Given text:
"""
The government also fights alongside Lebanon's Shia Hezbollah movement, Iranian forces and Shia fighters from other countries.
"The revolutionaries will not leave Aleppo and will fight the Russian and Iranian occupation until the last drop of blood," said Abu Abdel Rahman al-Hamawi of the Army of Islam, another rebel group.
'It is for the Russians to leave Aleppo, and for the sectarian militias to leave Aleppo and Syria and stop interfering in the internal affairs of Syrians'
- Yasser al-Youssef, Nureddine al-Zinki rebel group
"This is our land and the land of our ancestors, and we will stay on it, and defend it, God willing," he said. "The revolution will continue until victory."
The loss of Aleppo would mark the biggest defeat yet for opposition forces in Syria's five-year civil war.
Rebel forces seized east Aleppo in 2012, and the army last month launched a major operation to recapture it.
So far, the government assault on east Aleppo has killed nearly 320 civilians and over 200 rebels, according to a monitoring group.
UN ceasefire proposal
Both officials said rebels remained willing to approve a UN plan for the entry of humanitarian aid into the east, which has been besieged by government forces since mid-July.
The assault has raised an international outcry and the UN Security Council met on Monday on the draft resolution - drawn up by Egypt, New Zealand and Spain - for a seven-day ceasefire in the city and humanitarian access to residents trapped by the fighting.
"""
Available data:
"""
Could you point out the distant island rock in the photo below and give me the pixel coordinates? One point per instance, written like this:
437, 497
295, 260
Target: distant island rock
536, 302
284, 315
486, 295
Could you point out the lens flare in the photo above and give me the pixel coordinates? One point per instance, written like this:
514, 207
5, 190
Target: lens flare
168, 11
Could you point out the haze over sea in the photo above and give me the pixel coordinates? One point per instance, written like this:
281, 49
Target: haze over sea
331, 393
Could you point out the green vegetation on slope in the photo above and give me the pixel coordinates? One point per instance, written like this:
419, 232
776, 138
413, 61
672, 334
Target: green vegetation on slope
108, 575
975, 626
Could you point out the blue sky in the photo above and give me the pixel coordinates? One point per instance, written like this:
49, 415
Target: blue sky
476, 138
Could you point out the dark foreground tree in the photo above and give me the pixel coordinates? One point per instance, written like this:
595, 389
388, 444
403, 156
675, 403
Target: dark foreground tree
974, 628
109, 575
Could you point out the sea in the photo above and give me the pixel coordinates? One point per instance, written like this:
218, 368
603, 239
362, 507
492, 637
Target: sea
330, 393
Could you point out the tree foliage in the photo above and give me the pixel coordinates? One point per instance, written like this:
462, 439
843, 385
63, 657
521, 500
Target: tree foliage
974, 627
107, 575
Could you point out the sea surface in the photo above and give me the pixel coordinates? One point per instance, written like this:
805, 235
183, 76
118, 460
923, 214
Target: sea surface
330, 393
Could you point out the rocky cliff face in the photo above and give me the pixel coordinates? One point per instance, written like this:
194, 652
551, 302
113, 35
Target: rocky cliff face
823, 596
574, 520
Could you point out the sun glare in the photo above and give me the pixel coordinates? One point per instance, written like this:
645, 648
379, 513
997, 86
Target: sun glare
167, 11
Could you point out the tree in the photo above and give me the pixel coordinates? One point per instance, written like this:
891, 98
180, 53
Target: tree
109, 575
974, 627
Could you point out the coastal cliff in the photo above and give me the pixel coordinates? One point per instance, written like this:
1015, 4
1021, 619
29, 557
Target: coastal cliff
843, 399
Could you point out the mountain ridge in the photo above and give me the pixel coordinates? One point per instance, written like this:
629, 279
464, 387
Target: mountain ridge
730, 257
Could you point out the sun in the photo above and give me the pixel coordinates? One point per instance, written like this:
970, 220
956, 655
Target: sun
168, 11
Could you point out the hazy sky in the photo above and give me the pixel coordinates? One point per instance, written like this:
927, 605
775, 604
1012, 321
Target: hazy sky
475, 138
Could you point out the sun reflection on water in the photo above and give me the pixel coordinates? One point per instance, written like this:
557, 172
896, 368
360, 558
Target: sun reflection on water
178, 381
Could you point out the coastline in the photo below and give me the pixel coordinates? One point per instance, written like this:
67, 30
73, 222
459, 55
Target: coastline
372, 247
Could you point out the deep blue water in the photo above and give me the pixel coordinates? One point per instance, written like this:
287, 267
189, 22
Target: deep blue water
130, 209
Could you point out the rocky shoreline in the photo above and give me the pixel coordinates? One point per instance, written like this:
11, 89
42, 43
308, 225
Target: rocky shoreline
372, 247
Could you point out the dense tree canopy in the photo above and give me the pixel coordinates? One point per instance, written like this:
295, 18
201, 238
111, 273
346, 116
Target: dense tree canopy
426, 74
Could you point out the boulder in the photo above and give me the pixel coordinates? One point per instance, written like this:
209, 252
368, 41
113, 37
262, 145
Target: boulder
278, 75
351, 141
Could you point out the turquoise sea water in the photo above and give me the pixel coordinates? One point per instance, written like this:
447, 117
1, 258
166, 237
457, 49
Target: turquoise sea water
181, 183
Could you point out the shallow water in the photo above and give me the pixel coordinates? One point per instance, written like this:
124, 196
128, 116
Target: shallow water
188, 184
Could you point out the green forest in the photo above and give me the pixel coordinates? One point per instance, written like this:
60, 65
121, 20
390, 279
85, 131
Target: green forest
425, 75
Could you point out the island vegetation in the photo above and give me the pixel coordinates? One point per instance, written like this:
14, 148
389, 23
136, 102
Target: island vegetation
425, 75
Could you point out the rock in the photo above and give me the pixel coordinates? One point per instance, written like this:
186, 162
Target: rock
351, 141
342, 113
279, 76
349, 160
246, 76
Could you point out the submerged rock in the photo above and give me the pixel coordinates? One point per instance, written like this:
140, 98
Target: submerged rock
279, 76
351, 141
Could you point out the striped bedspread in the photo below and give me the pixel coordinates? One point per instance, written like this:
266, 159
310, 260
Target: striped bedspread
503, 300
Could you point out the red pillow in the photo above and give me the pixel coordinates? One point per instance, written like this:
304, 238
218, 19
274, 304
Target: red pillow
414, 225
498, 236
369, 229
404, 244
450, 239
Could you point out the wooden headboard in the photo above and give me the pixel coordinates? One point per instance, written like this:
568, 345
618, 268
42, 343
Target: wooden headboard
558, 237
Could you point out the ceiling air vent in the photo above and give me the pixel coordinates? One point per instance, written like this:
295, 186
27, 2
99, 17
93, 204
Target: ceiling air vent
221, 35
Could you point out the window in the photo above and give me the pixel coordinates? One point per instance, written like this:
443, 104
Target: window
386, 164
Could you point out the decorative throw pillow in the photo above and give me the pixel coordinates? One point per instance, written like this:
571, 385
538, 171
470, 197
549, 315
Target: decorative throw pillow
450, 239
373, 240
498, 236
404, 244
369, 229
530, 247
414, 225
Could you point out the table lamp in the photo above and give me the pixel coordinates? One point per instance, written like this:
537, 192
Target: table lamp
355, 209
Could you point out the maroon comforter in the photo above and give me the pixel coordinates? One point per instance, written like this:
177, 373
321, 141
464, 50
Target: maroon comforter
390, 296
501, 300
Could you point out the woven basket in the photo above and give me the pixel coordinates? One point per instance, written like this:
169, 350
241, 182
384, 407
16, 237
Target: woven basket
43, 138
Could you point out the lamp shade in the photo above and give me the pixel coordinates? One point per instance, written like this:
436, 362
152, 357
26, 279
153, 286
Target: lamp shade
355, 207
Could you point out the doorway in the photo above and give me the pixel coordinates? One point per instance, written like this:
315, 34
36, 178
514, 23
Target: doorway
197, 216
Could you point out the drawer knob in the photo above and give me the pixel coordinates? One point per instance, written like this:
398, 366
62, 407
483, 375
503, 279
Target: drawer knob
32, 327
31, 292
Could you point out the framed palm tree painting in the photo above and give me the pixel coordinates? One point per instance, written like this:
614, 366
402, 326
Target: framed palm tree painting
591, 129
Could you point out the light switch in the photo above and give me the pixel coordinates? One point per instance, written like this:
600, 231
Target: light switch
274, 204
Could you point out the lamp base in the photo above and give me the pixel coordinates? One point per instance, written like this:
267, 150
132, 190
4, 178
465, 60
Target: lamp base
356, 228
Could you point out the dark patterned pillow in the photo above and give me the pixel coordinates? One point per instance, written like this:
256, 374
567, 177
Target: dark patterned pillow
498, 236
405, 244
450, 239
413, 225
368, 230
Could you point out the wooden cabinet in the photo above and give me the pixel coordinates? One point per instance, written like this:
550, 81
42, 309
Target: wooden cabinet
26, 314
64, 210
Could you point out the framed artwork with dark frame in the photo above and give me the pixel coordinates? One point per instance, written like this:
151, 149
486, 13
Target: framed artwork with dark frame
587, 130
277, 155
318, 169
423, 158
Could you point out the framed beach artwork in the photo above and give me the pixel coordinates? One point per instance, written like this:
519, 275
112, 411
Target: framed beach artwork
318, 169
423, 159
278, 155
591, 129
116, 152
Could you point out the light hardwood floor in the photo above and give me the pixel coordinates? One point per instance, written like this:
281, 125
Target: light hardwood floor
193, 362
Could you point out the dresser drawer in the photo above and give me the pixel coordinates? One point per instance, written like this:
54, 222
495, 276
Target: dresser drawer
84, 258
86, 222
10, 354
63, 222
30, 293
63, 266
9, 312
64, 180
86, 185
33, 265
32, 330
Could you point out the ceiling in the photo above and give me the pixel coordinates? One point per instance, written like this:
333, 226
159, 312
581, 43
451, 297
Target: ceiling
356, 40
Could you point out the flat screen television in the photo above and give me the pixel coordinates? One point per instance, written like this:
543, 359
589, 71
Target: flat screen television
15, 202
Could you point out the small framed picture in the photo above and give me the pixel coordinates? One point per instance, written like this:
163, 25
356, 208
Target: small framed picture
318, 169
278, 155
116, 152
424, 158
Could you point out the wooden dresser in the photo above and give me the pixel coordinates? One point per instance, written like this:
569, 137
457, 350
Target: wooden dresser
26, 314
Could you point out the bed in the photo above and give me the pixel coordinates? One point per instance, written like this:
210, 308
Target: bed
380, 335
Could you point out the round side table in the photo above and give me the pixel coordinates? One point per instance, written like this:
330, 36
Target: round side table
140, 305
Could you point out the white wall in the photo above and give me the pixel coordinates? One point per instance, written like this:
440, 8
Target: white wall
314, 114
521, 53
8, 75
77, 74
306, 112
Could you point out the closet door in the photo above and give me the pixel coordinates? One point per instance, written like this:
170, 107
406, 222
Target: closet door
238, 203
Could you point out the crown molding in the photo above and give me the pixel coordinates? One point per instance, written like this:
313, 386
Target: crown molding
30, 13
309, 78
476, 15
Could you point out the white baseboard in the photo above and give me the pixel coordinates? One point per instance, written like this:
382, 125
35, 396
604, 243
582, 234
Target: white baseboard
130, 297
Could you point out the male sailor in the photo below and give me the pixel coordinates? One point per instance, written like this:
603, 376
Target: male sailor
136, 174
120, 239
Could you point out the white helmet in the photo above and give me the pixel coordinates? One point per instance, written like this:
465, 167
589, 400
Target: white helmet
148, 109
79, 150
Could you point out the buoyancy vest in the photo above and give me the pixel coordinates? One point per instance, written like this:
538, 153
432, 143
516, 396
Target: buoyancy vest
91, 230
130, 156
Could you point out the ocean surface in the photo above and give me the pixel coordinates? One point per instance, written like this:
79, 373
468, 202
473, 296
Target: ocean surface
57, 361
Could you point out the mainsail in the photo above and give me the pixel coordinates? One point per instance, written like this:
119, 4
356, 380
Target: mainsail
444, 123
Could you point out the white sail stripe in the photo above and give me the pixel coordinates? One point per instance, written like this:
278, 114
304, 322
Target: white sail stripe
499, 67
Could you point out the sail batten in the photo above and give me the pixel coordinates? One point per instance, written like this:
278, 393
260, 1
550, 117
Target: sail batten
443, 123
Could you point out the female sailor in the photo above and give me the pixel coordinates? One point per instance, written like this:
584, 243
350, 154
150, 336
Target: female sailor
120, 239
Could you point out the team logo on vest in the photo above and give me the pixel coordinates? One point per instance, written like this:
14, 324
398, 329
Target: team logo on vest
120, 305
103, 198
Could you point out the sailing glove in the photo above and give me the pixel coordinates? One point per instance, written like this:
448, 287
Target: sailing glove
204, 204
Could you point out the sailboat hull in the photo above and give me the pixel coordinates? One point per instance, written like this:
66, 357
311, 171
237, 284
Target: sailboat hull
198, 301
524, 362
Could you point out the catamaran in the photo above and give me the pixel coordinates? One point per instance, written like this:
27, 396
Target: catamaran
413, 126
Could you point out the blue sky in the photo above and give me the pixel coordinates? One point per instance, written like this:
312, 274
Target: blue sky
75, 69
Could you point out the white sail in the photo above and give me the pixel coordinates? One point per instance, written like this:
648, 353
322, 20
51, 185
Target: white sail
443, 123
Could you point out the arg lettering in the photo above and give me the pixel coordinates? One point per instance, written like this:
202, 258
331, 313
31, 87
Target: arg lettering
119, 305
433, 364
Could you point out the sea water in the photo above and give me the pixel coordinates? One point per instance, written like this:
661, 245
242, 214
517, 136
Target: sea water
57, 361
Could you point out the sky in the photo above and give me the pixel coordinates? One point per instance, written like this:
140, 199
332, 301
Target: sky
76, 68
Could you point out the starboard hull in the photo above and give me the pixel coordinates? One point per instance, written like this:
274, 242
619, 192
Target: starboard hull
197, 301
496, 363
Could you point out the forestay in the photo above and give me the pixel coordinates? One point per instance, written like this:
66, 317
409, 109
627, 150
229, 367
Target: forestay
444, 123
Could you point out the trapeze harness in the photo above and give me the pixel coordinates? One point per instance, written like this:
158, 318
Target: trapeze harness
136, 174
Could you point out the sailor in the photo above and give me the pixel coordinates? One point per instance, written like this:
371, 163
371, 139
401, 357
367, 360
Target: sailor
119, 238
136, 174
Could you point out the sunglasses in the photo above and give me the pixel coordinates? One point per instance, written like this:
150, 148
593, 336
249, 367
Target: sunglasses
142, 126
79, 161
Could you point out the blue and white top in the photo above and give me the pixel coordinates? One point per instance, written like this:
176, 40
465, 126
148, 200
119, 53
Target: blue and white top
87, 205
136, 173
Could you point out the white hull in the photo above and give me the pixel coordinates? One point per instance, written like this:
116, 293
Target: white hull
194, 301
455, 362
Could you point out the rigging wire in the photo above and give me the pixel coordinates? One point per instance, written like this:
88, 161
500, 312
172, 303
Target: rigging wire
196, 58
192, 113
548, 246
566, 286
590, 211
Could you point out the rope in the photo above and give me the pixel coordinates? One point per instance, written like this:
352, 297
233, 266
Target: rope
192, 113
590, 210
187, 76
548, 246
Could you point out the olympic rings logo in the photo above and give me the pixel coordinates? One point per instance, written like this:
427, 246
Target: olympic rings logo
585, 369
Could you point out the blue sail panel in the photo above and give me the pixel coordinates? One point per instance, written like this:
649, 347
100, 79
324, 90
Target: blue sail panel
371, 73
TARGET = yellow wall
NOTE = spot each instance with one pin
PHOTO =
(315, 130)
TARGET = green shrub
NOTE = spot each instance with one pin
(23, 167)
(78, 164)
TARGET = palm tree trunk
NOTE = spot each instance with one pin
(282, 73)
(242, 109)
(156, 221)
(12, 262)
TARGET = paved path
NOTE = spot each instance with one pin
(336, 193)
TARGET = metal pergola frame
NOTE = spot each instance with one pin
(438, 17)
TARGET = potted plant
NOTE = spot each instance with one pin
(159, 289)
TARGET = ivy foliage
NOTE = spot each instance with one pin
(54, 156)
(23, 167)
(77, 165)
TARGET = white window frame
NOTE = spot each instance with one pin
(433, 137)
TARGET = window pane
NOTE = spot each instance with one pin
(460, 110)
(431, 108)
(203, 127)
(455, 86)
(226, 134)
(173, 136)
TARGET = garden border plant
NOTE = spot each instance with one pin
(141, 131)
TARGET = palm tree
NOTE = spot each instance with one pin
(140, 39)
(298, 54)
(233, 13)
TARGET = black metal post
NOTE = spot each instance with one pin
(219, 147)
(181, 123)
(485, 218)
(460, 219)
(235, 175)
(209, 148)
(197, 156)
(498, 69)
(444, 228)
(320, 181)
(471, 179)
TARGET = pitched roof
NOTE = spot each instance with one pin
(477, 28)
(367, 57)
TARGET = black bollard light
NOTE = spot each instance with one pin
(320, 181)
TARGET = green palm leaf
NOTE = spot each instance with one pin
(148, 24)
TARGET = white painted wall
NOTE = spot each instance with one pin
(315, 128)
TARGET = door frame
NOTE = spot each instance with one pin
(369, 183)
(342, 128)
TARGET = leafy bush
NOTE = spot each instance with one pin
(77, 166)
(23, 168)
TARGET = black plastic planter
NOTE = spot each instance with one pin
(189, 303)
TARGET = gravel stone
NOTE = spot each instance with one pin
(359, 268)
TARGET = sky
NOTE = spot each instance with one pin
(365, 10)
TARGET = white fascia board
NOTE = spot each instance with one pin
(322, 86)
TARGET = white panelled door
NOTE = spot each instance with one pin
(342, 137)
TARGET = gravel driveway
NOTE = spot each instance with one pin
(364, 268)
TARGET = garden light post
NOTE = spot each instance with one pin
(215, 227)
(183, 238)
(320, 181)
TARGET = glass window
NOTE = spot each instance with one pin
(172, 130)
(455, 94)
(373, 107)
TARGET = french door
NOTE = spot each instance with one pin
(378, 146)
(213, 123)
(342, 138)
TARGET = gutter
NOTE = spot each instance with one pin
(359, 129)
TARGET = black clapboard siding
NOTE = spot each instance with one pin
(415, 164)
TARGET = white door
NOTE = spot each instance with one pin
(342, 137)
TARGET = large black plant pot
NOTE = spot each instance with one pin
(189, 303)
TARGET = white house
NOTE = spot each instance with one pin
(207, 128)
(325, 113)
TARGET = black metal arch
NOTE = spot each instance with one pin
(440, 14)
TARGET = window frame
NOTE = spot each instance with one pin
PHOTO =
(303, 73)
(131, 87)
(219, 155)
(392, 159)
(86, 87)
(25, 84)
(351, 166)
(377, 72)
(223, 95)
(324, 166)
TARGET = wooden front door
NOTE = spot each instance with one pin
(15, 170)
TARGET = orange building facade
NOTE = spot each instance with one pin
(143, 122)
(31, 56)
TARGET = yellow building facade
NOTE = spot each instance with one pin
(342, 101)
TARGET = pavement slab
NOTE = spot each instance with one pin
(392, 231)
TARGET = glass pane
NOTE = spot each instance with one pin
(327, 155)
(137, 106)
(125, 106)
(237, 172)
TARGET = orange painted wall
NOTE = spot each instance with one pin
"""
Exercises:
1 – Name the countries that the text on Aleppo says drew up the draft resolution for a seven-day ceasefire.
2 – Please print the part of the text on Aleppo that opens with the words containing "The assault has" and closes with "by the fighting.".

Per-task answers:
1 – Egypt, New Zealand, Spain

2 –
The assault has raised an international outcry and the UN Security Council met on Monday on the draft resolution - drawn up by Egypt, New Zealand and Spain - for a seven-day ceasefire in the city and humanitarian access to residents trapped by the fighting.